### WHAT YOU SHOULD DO
Transcribe the full passage below on Caterpillar's Dynamic Gas Blending system word for word, keeping its punctuation and spelling unchanged.

— Start of EXCERPT —

The diesel-and gas-powered reciprocating engine still presents a strong economic value proposition for most mining operations and its environmental value continues to improve with advancements in emissions reduction technology and the availability of cleaner burning fuels such as Liquified Natural Gas (LNG).
Caterpillar’s new Dynamic Gas Blending (DGB) system is a sensible step towards reducing exhaust emissions and has been introduced to help mining operations achieve greater sustainability and value in their operations.
As the name suggests, the DGB system dynamically utilises a combination of gas and diesel, automatically maximising LNG usage to displace diesel without impacting performance. By reducing overall diesel consumption, the system allows operators to reduce fuel spend and extend asset life.
The system can be fitted in the factory to new equipment or provided as a conversion kit for existing mining trucks. That includes dual fuel tanks which fit into the same footprint as a standard diesel tank, engine and chassis conversion kits, and the software required to control and optimise fuel delivery. Rebuilding an existing mining truck presents a perfect opportunity to utilise the conversion kit.

— End of EXCERPT —
— Start of RECORDS SHOWN —

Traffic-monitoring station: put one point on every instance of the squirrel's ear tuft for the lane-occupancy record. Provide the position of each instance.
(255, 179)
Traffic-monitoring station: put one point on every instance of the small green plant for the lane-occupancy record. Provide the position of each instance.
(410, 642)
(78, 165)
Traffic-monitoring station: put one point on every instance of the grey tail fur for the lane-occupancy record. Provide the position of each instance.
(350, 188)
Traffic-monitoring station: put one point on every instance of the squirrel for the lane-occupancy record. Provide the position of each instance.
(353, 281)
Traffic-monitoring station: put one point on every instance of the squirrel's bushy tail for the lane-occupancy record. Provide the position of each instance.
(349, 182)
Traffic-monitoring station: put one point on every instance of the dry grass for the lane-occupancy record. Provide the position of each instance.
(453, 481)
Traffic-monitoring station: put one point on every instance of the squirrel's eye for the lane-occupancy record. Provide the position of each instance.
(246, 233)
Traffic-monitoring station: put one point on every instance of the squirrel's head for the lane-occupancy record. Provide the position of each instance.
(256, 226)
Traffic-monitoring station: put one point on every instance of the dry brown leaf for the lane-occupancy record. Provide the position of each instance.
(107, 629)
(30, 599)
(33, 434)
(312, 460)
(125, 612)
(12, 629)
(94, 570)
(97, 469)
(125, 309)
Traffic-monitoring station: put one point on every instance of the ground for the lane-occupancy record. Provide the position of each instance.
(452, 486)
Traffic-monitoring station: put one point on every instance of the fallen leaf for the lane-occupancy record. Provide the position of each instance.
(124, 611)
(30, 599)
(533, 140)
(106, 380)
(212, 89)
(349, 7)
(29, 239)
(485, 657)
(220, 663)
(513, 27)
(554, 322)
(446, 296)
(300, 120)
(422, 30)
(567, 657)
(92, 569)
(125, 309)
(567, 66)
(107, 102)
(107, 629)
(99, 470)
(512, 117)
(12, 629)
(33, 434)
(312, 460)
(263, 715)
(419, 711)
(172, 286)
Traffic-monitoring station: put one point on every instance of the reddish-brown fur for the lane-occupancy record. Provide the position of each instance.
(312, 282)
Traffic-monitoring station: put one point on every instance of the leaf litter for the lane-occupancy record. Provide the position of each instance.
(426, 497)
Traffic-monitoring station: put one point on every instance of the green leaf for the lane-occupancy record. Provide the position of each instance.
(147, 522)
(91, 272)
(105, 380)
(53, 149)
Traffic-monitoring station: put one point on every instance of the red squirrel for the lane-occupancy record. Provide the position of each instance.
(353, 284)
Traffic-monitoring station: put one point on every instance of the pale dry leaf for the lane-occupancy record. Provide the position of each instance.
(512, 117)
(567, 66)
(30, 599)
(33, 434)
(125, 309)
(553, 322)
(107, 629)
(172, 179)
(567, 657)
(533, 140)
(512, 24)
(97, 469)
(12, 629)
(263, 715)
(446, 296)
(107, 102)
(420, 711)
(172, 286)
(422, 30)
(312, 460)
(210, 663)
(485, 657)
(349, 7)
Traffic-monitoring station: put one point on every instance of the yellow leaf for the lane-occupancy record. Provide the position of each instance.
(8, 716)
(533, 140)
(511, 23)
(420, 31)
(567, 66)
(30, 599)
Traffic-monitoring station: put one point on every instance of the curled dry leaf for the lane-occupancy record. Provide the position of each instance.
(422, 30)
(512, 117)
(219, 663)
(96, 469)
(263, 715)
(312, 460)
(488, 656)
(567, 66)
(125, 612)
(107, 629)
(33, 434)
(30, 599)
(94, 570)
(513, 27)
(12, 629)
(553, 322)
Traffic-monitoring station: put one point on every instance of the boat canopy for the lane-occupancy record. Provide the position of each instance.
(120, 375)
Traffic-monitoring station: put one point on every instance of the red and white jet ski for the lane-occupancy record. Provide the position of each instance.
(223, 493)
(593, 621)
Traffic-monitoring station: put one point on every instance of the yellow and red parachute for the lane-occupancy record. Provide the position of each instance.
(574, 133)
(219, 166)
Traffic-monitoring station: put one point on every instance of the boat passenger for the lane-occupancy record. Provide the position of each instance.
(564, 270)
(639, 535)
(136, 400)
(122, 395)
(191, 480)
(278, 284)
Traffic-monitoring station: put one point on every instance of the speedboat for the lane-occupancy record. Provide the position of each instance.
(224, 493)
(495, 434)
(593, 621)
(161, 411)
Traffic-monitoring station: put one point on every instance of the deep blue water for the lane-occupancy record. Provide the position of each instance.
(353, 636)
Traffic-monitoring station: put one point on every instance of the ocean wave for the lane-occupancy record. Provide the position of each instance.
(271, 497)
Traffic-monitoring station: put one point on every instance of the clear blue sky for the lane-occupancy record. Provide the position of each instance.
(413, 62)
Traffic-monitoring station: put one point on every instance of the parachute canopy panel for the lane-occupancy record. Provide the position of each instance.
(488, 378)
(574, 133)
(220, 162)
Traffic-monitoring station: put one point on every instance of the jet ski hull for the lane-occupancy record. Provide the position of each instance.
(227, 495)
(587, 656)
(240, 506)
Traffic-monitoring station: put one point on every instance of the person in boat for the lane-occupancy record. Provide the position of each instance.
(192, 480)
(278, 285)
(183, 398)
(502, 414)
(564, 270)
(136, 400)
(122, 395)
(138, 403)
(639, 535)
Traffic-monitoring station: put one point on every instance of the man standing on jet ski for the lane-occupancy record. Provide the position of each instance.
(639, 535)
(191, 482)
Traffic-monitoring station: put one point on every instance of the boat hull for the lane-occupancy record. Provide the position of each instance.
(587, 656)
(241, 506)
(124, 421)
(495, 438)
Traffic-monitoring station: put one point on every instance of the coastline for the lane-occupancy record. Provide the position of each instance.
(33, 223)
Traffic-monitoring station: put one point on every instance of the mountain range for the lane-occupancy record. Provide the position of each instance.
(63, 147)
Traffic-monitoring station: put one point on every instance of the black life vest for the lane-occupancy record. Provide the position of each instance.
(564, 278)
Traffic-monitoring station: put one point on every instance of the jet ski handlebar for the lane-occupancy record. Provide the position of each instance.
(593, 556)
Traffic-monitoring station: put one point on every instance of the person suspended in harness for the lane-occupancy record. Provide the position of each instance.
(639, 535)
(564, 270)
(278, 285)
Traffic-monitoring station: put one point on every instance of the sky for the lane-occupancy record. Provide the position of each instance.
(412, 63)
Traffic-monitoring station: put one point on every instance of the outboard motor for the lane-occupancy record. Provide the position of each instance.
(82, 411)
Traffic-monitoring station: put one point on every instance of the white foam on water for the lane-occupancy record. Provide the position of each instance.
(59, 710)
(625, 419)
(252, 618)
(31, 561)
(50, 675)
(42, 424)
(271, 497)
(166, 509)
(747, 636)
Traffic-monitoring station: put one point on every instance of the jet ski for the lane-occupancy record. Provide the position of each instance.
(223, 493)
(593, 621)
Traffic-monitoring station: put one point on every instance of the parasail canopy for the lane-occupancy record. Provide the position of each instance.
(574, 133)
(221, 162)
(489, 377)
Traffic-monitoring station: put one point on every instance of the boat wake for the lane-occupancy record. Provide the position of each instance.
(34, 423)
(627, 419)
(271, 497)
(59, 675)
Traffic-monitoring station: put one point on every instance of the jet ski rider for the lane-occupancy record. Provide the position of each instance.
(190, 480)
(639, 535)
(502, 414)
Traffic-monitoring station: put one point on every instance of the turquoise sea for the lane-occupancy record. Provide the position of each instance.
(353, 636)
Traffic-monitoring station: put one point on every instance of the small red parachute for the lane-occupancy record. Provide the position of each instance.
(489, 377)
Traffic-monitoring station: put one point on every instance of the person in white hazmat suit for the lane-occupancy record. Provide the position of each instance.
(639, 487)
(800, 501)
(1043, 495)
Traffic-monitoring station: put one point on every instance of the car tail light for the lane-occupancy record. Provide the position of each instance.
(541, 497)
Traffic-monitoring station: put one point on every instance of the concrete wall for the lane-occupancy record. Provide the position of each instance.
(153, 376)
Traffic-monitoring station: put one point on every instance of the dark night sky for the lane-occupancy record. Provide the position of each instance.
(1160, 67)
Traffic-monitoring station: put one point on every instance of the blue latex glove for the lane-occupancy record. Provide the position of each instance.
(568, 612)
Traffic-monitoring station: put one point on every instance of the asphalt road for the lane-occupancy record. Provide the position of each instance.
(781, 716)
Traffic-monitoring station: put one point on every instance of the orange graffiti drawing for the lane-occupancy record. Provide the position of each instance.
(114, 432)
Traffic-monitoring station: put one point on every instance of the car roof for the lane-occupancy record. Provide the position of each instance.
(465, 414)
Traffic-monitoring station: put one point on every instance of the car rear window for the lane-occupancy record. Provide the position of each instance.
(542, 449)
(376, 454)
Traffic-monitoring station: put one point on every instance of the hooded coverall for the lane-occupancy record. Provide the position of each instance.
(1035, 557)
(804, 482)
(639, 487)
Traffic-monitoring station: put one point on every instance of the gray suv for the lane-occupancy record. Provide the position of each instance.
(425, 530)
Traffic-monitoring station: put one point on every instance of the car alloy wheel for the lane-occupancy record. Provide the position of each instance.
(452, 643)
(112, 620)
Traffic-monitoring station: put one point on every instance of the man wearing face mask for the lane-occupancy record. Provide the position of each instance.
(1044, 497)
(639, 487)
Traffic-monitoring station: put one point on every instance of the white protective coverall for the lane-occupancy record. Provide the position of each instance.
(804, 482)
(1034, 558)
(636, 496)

— End of RECORDS SHOWN —

### OUTPUT
The diesel-and gas-powered reciprocating engine still presents a strong economic value proposition for most mining operations and its environmental value continues to improve with advancements in emissions reduction technology and the availability of cleaner burning fuels such as Liquified Natural Gas (LNG).
Caterpillar’s new Dynamic Gas Blending (DGB) system is a sensible step towards reducing exhaust emissions and has been introduced to help mining operations achieve greater sustainability and value in their operations.
As the name suggests, the DGB system dynamically utilises a combination of gas and diesel, automatically maximising LNG usage to displace diesel without impacting performance. By reducing overall diesel consumption, the system allows operators to reduce fuel spend and extend asset life.
The system can be fitted in the factory to new equipment or provided as a conversion kit for existing mining trucks. That includes dual fuel tanks which fit into the same footprint as a standard diesel tank, engine and chassis conversion kits, and the software required to control and optimise fuel delivery. Rebuilding an existing mining truck presents a perfect opportunity to utilise the conversion kit.